▶ The task: Quote the lines below verbatim, starting at the line that contains "point: red cherry" and ending at the final line of the recorded data.

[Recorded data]

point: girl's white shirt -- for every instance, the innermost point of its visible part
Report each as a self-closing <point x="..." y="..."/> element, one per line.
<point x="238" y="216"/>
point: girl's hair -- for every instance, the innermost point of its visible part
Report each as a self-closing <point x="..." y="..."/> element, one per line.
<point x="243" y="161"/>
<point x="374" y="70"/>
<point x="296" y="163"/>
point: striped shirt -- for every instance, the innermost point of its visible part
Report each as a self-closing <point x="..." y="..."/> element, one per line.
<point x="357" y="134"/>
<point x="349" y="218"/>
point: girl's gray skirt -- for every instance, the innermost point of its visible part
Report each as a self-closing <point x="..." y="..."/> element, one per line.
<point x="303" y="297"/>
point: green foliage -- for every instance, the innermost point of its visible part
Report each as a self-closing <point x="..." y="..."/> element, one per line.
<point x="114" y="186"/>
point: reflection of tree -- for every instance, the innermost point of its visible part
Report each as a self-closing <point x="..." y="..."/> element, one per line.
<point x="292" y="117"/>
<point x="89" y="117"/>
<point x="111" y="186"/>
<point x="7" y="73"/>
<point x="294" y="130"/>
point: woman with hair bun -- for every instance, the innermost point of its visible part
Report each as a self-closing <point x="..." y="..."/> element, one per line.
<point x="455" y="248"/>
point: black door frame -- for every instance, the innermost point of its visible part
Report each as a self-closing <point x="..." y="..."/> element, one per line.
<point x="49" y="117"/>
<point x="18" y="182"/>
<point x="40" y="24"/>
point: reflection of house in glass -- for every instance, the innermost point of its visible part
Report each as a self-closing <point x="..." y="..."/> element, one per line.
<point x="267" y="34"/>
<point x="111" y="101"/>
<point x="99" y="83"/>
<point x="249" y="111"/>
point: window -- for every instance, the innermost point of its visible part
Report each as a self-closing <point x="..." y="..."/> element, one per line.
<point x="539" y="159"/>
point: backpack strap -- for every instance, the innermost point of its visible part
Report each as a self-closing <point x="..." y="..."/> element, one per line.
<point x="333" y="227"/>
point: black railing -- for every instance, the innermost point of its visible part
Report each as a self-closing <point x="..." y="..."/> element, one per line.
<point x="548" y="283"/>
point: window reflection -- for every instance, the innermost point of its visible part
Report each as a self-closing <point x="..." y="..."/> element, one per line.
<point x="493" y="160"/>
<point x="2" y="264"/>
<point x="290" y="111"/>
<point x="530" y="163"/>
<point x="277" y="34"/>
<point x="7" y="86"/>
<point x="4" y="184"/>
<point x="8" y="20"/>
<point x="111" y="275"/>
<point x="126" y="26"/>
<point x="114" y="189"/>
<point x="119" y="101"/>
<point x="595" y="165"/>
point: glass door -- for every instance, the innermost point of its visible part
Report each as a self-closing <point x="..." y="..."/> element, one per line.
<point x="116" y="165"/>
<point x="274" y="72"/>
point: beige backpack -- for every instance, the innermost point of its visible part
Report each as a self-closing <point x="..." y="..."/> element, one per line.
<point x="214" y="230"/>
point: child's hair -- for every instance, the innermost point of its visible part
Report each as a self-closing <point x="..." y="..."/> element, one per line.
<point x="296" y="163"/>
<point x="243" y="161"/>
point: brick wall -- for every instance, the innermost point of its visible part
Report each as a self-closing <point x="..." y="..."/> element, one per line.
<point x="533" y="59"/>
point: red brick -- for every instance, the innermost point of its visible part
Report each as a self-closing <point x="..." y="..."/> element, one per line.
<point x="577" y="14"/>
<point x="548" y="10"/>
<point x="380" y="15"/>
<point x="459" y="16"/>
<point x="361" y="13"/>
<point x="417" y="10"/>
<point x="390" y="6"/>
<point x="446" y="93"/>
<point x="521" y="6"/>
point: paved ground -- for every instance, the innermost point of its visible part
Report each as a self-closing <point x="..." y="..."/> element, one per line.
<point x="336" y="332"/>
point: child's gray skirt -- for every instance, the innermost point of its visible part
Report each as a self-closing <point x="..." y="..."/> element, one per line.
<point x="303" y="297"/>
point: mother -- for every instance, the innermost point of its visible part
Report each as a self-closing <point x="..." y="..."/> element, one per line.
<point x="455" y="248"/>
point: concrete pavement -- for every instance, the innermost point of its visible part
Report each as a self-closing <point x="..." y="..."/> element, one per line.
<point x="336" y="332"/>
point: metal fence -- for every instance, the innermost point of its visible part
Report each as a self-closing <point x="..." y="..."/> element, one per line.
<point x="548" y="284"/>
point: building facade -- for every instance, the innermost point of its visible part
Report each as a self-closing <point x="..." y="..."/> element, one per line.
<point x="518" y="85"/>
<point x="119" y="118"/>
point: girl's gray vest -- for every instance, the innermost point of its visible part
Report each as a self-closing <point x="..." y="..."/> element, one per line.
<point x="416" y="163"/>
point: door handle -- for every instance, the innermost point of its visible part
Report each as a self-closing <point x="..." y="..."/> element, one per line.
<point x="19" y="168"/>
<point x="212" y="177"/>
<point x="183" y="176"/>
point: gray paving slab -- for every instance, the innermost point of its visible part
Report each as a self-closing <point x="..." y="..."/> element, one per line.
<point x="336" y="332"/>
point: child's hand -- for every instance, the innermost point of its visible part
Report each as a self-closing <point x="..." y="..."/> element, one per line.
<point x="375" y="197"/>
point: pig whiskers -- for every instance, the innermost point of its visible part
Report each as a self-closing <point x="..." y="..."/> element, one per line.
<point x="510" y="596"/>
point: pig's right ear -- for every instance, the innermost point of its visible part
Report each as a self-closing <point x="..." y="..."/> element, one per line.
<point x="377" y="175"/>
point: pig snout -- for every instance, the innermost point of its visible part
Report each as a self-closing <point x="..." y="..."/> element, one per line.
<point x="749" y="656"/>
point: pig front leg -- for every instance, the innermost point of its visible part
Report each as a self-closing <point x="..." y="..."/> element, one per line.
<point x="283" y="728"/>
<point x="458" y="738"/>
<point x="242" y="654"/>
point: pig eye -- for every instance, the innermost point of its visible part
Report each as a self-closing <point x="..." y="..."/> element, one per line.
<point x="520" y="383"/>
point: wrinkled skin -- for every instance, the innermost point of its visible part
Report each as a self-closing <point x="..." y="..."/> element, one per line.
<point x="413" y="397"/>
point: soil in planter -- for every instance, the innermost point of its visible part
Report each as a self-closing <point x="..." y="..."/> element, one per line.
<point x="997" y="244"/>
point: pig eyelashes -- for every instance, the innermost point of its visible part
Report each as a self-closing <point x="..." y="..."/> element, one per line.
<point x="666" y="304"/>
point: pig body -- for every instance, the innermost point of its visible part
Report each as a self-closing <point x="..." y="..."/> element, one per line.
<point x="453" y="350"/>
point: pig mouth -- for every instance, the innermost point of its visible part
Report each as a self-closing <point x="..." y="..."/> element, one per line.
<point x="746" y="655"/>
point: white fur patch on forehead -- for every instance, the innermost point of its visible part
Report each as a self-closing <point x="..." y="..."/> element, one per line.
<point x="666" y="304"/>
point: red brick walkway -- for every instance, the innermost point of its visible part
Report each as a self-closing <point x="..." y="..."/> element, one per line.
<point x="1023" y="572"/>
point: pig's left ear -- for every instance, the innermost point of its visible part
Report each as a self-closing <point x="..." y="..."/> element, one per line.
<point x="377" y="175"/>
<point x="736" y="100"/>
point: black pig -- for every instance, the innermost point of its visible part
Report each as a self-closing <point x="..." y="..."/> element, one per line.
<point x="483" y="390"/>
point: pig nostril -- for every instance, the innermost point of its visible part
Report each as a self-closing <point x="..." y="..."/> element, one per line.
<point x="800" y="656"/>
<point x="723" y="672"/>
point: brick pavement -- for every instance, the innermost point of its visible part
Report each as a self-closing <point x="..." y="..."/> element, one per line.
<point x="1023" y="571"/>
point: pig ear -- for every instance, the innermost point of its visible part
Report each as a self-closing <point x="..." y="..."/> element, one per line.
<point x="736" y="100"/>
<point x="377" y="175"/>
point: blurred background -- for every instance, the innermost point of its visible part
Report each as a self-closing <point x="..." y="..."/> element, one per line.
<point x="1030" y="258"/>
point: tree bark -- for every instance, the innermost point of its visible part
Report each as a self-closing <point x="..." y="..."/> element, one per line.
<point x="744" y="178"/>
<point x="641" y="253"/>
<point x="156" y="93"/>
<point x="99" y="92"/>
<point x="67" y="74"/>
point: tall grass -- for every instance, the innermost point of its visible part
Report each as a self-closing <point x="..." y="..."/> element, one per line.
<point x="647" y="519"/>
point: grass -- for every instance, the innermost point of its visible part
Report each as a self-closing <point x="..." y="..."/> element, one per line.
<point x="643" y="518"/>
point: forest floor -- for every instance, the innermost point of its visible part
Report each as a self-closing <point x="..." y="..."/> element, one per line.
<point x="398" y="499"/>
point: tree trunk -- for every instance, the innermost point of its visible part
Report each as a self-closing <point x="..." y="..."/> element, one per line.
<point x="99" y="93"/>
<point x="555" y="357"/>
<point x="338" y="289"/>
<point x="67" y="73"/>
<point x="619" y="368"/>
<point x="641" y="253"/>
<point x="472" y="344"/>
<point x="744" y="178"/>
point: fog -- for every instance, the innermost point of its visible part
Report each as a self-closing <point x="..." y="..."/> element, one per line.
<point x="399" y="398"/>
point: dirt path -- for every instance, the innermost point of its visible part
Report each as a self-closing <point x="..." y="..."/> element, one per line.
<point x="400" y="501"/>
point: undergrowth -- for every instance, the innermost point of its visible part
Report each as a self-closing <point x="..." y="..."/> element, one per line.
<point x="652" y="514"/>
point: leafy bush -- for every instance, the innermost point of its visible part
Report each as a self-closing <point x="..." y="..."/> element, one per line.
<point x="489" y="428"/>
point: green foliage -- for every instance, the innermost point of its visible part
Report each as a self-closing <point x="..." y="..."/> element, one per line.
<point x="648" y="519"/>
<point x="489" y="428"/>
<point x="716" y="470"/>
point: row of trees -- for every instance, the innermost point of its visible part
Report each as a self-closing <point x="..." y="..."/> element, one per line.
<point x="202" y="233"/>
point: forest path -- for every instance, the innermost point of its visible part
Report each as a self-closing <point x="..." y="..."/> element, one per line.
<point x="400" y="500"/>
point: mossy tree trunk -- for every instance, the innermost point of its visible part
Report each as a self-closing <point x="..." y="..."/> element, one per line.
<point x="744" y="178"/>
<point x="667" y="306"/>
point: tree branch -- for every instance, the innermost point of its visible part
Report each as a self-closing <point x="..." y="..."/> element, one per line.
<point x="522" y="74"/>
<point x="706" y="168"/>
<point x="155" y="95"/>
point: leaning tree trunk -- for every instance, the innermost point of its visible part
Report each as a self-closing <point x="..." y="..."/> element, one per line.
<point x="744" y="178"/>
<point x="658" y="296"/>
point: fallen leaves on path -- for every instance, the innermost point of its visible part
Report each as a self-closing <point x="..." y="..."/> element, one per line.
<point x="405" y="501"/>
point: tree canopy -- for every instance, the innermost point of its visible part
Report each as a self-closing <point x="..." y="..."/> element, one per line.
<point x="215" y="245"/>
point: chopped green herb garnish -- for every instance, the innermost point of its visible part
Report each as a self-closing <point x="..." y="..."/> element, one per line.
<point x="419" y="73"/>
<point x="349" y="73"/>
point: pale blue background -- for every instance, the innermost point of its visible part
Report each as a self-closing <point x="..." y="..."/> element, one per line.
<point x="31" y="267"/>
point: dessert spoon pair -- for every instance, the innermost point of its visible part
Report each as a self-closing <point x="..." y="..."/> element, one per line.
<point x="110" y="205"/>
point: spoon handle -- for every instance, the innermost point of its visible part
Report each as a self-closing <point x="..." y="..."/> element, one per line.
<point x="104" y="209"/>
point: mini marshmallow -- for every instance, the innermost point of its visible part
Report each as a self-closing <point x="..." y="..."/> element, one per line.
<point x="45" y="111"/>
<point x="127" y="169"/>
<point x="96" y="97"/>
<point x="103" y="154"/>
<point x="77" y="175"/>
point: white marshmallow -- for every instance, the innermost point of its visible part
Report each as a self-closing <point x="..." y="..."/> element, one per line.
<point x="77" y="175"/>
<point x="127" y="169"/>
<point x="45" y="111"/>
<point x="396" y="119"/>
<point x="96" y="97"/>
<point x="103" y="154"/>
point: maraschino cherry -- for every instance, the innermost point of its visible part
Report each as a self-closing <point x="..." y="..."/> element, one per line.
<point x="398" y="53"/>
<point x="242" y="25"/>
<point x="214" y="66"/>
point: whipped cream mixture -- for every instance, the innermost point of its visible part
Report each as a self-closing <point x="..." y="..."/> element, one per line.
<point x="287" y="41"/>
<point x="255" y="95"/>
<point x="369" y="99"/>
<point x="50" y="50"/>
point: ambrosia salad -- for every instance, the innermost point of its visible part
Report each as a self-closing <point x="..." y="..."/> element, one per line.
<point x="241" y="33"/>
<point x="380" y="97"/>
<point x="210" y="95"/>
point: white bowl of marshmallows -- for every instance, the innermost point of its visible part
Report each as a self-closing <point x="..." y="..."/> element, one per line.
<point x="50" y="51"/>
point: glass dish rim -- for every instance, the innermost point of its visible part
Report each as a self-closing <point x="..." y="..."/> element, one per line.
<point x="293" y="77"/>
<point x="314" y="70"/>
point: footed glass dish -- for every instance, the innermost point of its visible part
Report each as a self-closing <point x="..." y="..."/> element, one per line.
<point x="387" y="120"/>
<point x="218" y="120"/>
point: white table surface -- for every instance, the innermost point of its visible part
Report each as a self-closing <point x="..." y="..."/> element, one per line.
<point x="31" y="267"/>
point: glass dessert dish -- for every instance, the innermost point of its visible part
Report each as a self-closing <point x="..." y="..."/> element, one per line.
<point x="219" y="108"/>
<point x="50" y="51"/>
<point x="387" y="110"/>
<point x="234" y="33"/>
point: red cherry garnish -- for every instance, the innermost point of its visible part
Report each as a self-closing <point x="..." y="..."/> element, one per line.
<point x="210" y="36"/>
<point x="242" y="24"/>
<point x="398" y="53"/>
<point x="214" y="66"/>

▶ Solution:
point: red cherry garnish -- for every instance, the innermost point of its visible part
Report each as a self-closing <point x="..." y="..."/> element, one per line.
<point x="210" y="36"/>
<point x="242" y="24"/>
<point x="398" y="53"/>
<point x="214" y="66"/>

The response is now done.